-- RECORDS FOR THIS TASK --

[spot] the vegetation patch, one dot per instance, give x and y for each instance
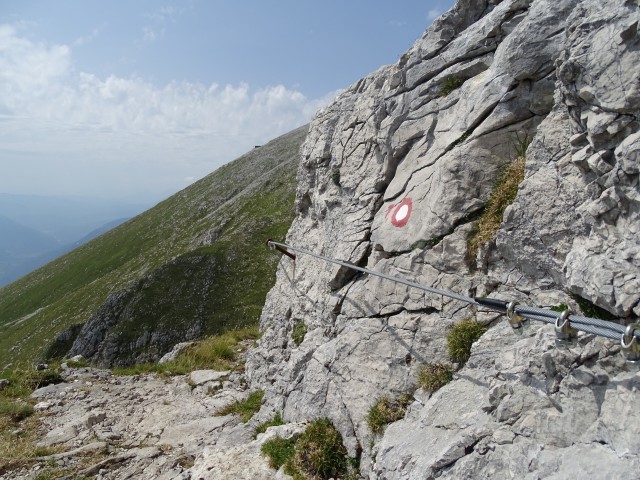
(276, 421)
(249, 198)
(502, 195)
(319, 451)
(279, 451)
(461, 338)
(316, 454)
(434, 376)
(590, 309)
(298, 332)
(18, 423)
(387, 410)
(335, 176)
(449, 85)
(246, 408)
(217, 352)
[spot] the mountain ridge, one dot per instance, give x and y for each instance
(70, 289)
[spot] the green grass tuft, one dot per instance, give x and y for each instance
(335, 176)
(461, 338)
(298, 332)
(245, 408)
(590, 309)
(434, 376)
(449, 85)
(502, 195)
(559, 308)
(387, 410)
(319, 451)
(279, 451)
(217, 352)
(276, 421)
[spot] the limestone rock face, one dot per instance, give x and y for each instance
(393, 176)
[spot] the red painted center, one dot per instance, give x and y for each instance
(402, 213)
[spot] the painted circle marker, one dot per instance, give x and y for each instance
(402, 213)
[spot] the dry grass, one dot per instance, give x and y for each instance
(503, 195)
(17, 443)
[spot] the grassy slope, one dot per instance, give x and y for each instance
(251, 197)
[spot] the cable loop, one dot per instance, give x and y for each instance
(629, 333)
(566, 335)
(515, 319)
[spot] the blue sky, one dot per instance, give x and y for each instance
(137, 99)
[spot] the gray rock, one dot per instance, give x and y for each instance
(175, 352)
(416, 167)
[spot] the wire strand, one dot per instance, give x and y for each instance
(594, 326)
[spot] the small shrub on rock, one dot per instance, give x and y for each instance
(298, 332)
(461, 338)
(279, 451)
(434, 376)
(316, 454)
(387, 410)
(502, 195)
(277, 420)
(335, 176)
(449, 85)
(245, 408)
(319, 451)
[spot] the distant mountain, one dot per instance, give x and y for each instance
(193, 265)
(13, 266)
(19, 240)
(65, 218)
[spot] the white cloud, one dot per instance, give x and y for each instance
(433, 14)
(85, 132)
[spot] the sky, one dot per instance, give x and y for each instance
(137, 99)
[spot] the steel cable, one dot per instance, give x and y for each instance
(595, 326)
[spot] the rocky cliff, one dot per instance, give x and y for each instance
(393, 177)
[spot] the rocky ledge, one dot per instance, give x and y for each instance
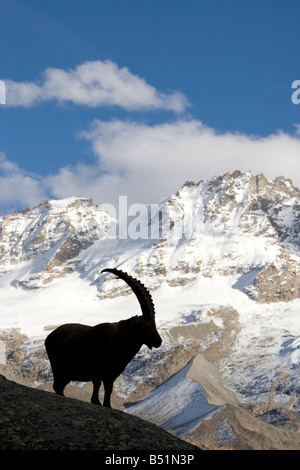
(33, 419)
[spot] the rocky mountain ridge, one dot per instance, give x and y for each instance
(221, 259)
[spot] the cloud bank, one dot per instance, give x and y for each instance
(94, 84)
(147, 163)
(143, 162)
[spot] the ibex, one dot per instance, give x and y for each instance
(100, 353)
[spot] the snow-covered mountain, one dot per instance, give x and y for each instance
(222, 261)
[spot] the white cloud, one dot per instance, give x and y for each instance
(147, 163)
(94, 84)
(17, 187)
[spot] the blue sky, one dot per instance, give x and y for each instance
(134, 97)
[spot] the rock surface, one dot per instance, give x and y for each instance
(37, 420)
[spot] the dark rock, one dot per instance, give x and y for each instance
(33, 419)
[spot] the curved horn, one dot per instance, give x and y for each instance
(140, 291)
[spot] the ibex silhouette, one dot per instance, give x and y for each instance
(100, 353)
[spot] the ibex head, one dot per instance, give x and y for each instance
(149, 333)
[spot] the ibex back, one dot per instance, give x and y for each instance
(100, 353)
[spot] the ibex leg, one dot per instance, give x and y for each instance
(108, 386)
(95, 395)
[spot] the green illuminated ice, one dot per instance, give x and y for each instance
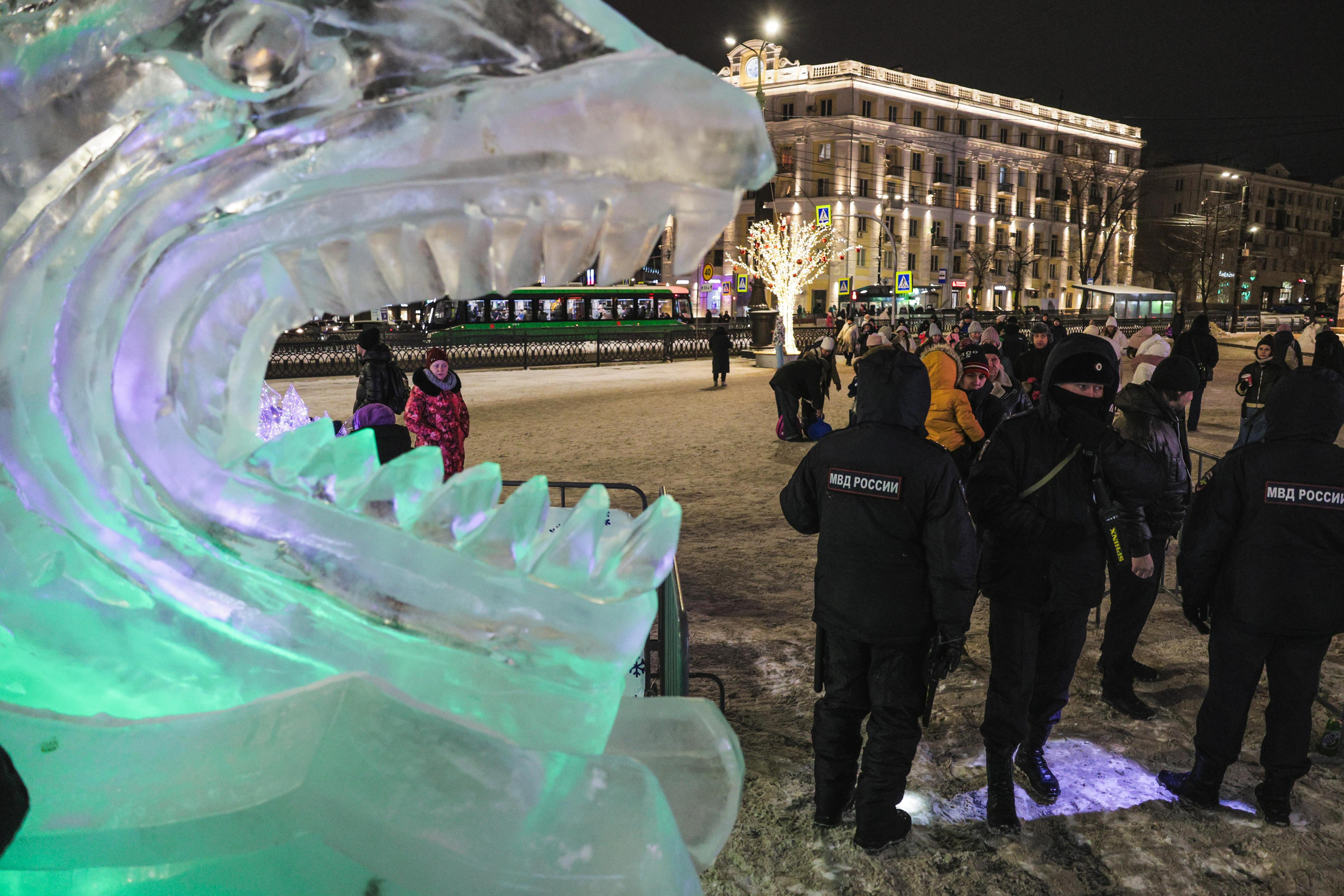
(279, 668)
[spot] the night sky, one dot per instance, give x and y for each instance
(1236, 83)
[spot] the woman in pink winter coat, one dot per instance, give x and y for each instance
(436, 413)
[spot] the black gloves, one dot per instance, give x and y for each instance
(1198, 616)
(945, 656)
(1084, 429)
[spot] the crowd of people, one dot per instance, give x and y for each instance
(431, 405)
(988, 461)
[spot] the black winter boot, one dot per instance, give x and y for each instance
(1041, 781)
(1272, 796)
(1199, 785)
(1002, 811)
(875, 831)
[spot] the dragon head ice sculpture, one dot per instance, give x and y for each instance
(281, 663)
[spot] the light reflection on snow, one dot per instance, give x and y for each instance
(1092, 780)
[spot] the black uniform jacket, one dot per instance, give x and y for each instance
(1046, 550)
(1148, 421)
(885, 495)
(1264, 539)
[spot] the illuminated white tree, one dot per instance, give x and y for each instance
(788, 256)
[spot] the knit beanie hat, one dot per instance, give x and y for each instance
(1175, 374)
(369, 338)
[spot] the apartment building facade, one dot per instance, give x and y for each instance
(990, 195)
(1207, 232)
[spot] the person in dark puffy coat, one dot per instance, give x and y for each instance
(381, 382)
(436, 413)
(720, 349)
(1199, 346)
(1151, 417)
(798, 385)
(1043, 561)
(880, 489)
(1283, 497)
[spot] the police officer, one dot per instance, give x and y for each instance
(1043, 554)
(1283, 497)
(881, 489)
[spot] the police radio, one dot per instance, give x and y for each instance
(1108, 514)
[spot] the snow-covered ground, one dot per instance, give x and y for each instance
(748, 579)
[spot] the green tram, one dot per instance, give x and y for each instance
(557, 307)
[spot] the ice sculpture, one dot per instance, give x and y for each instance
(232, 665)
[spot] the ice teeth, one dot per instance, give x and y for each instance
(335, 257)
(460, 506)
(284, 457)
(506, 539)
(312, 281)
(570, 559)
(701, 218)
(342, 468)
(647, 555)
(397, 492)
(624, 248)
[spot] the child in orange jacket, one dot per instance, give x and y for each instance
(951, 422)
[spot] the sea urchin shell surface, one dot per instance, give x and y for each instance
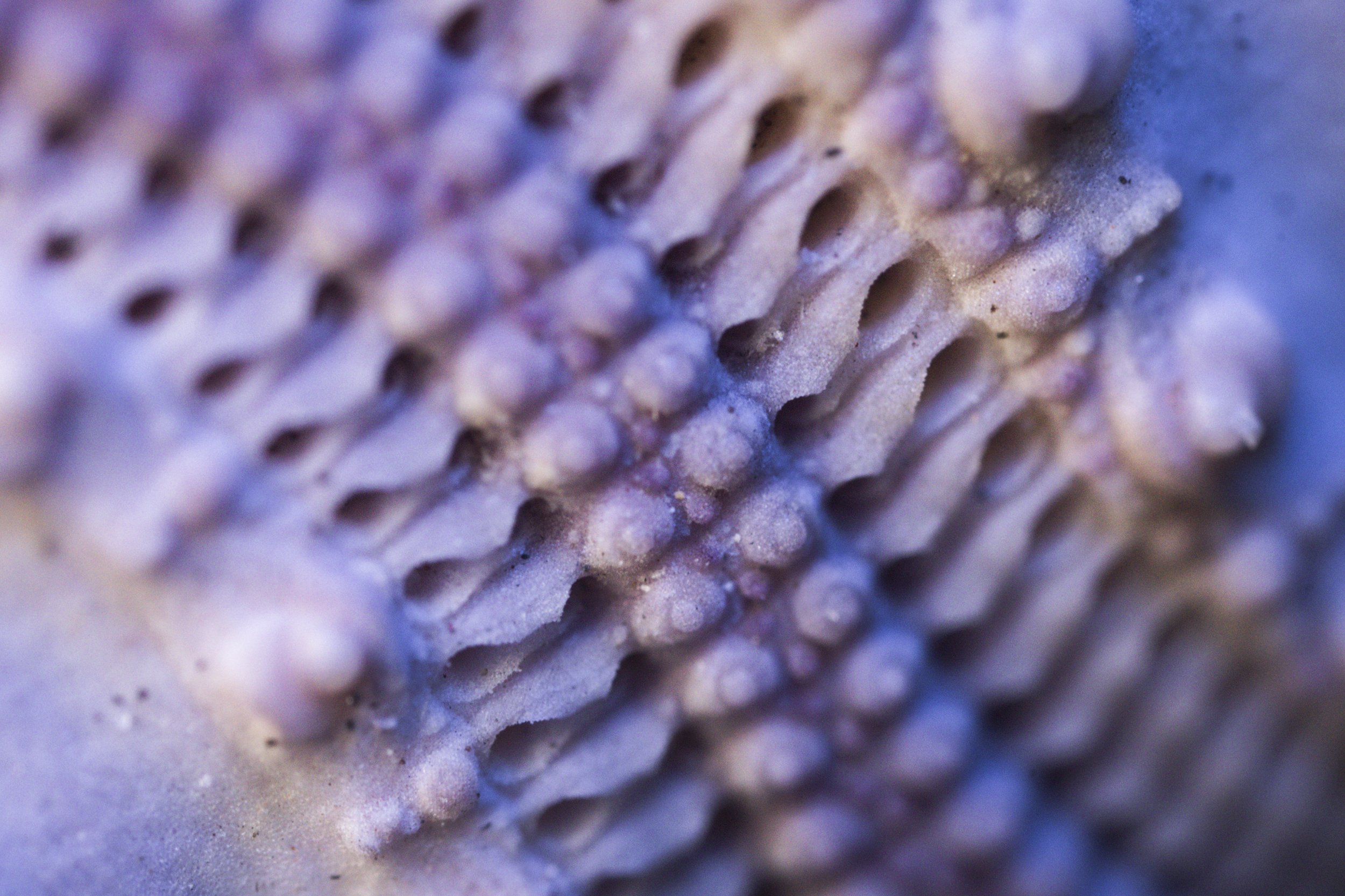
(639, 449)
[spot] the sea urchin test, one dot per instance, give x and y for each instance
(638, 449)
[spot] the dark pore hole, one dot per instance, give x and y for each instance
(549, 106)
(60, 247)
(166, 178)
(619, 187)
(62, 131)
(462, 35)
(220, 379)
(740, 344)
(334, 301)
(361, 508)
(148, 306)
(405, 372)
(471, 452)
(685, 260)
(254, 232)
(291, 443)
(776, 125)
(795, 417)
(701, 52)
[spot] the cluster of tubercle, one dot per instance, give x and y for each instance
(556, 393)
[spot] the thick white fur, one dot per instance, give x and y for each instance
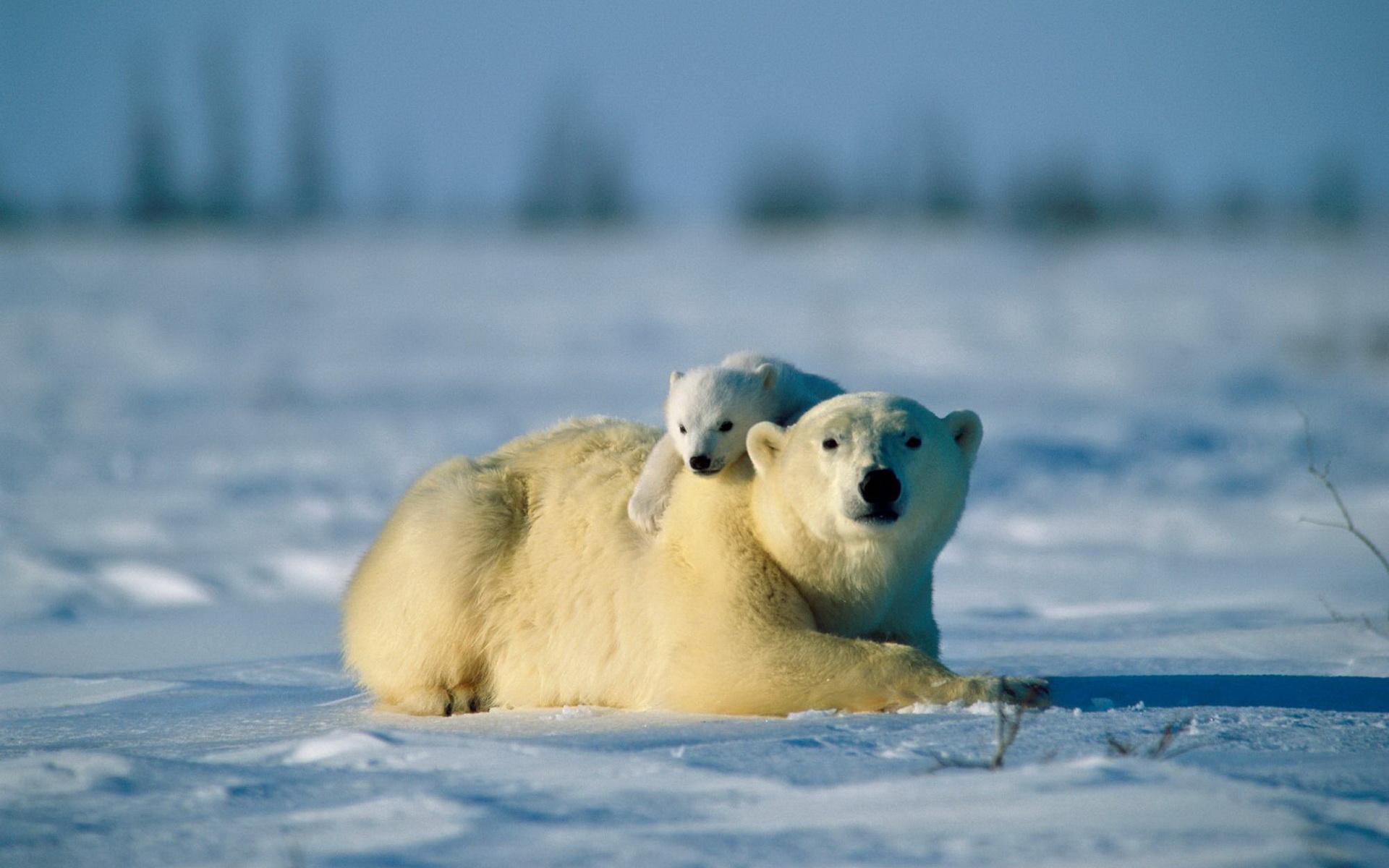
(739, 392)
(516, 578)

-- WHAT IS BEING ASKED --
Reproduce all of the data above word for word, and leave the pictures out of your copy.

-- ANSWER TO THIS EXERCISE --
[spot] the vegetation patch, one dot per instance, give x and y for each instance
(276, 421)
(249, 198)
(502, 195)
(319, 451)
(279, 451)
(461, 338)
(316, 454)
(434, 376)
(590, 309)
(298, 332)
(18, 423)
(387, 410)
(335, 176)
(449, 85)
(246, 408)
(217, 352)
[spot] the mountain ridge, one dot per instance, give x and y for each instance
(70, 289)
[spot] the green grass tuft, one dot per instance, give x and y for each instance
(335, 176)
(461, 338)
(298, 332)
(245, 408)
(590, 309)
(434, 376)
(449, 85)
(502, 195)
(559, 308)
(387, 410)
(319, 451)
(279, 451)
(217, 352)
(276, 421)
[spot] the limestone rock face, one dot per instance, give x and y for each instance
(393, 176)
[spot] the red painted center, one dot per instance, give x and y for each instance
(402, 213)
[spot] the painted circle marker, one dot per instance, give x and y for each instance
(402, 213)
[spot] the dry grass, one dot per instance, give x and y for each instance
(503, 195)
(17, 443)
[spot] the grassy slope, one dot per instance, give x and y for each instance
(251, 197)
[spot] the cable loop, one dot per instance, give x and y for each instance
(629, 333)
(566, 335)
(515, 319)
[spot] the blue sky, one dot per instance, give x and y for each instance
(137, 99)
[spot] the gray rock, one dot per instance, give x and y for each instance
(175, 352)
(416, 167)
[spot] the wire strand, one dot per instance, give x and y for each instance
(594, 326)
[spot] the small shrub on rock, one dot per instance, give x and y for each instance
(298, 332)
(461, 338)
(279, 451)
(434, 376)
(316, 454)
(387, 410)
(502, 195)
(277, 420)
(335, 176)
(449, 85)
(245, 408)
(319, 451)
[spot] the distant mountain, one dot per instance, give x and y for each instance
(193, 265)
(13, 266)
(19, 240)
(65, 218)
[spot] the white cloud, one dot per instance, give x and y for each instance
(433, 14)
(85, 132)
[spot] the sky, one dot per instance, give x and y for each instance
(137, 99)
[spot] the steel cable, one dot per instance, give x and y for each instance
(595, 326)
[spot] the rocky cliff, one dot per instance, give x and y for each instance
(393, 177)
[spot] the rocky ledge, one dot per instance, give x and y for each instance
(33, 419)
[spot] the rocky mountain ridge, one dot per instance, give x and y for each instance
(221, 259)
[spot] the cloud bank, one dot per instance, give x and y for each instance
(94, 84)
(147, 163)
(143, 162)
[spot] the ibex, one dot per instance, give x and y for each instance
(100, 353)
[spot] the snow-covered mountain, one dot per instance, give x and y for each instance
(222, 261)
[spot] the white cloud, one dot per instance, give x and y for each instance
(147, 163)
(94, 84)
(17, 187)
[spot] the blue sky, one dot per instance, give x and y for each instance
(134, 97)
[spot] the rock surface, one dot per instance, give x and y for each instance
(37, 420)
[spot] the dark rock, one dot per instance, give x and y for each instance
(33, 419)
[spot] the curved horn, one dot per instance, give x and y for each instance
(140, 291)
[spot] the ibex silhouette, one dot per instance, give x and y for each instance
(100, 353)
[spot] the ibex head, one dot per instance, give x and y for each instance
(149, 333)
[spot] the ibex back, one dot per instance, give x and y for each instance
(100, 353)
[spot] the ibex leg, one dot per instance, give x and y for each instance
(108, 386)
(95, 395)
[spot] the green illuminated ice, one dot per instance, give x and y for each instance
(279, 668)
[spot] the night sky, one dot per instance, give x and y for each instance
(1236, 83)
[spot] the woman in pink winter coat, one dot per instance, give x and y for each instance
(436, 413)
[spot] the black gloves, one dot per instance, give x and y for each instance
(1198, 616)
(945, 656)
(1084, 429)
[spot] the crowd of people, one dot per instance, give x and y for each instance
(431, 405)
(988, 461)
[spot] the black winter boot, one dot per instance, give x and y for each instance
(1041, 781)
(1272, 796)
(1199, 785)
(1002, 811)
(875, 831)
[spot] the dragon head ice sculpture, one dot per instance, give x and y for each instance
(281, 663)
[spot] the light reflection on snow, one dot per instance, give x and y for each instance
(1092, 780)
[spot] the black uniform jacket, one dot per instance, give x and y for each instance
(1046, 550)
(1148, 421)
(885, 495)
(1264, 539)
[spot] the illuminated white tree, one dot per instance, give x and y for each instance
(788, 256)
[spot] the knit beanie hat, one dot per instance, give x and y for each instance
(1175, 374)
(369, 338)
[spot] the apartment building facade, one dot per instance, give x and y for each instance
(990, 195)
(1207, 232)
[spot] the person in dark puffy coat, one dot per instance, give x and y for each instance
(381, 382)
(436, 413)
(720, 349)
(1199, 346)
(1151, 417)
(798, 385)
(1043, 561)
(880, 489)
(1283, 497)
[spot] the police officer, one dot per instance, give x and y for each instance
(1043, 554)
(1283, 497)
(881, 489)
[spot] the police radio, one dot per instance, give x and y for each instance
(1108, 514)
[spot] the snow-covered ground, one dot per instance, give x and y for each instance
(748, 579)
[spot] the green tram, one dot per instance, give x and y for each instance
(557, 307)
[spot] the ice sculpture, one dot per instance, give x and y for each instance
(232, 665)
[spot] the ice teeth, one dot per instance, give x and y for each instance
(335, 257)
(460, 506)
(284, 457)
(506, 539)
(312, 281)
(570, 559)
(701, 218)
(342, 468)
(647, 555)
(397, 492)
(624, 248)
[spot] the child in orange jacket, one dot per instance, give x and y for each instance
(951, 422)
[spot] the sea urchin shell surface, one dot per instance, give x and y for each instance
(639, 449)
[spot] the sea urchin test, one dot per instance, give x and y for each instance
(638, 449)
[spot] the dark pore hole, one dot per instance, give x and y for each instance
(549, 106)
(60, 247)
(166, 178)
(619, 187)
(62, 131)
(462, 35)
(220, 379)
(740, 344)
(334, 301)
(361, 508)
(148, 306)
(405, 372)
(471, 452)
(685, 260)
(254, 232)
(291, 443)
(776, 125)
(795, 417)
(701, 52)
[spot] the cluster of tubercle, one dot per instance, give x and y for each instance
(556, 393)
[spot] the thick white fur, one dot per instance, give x and y for each instance
(739, 392)
(516, 578)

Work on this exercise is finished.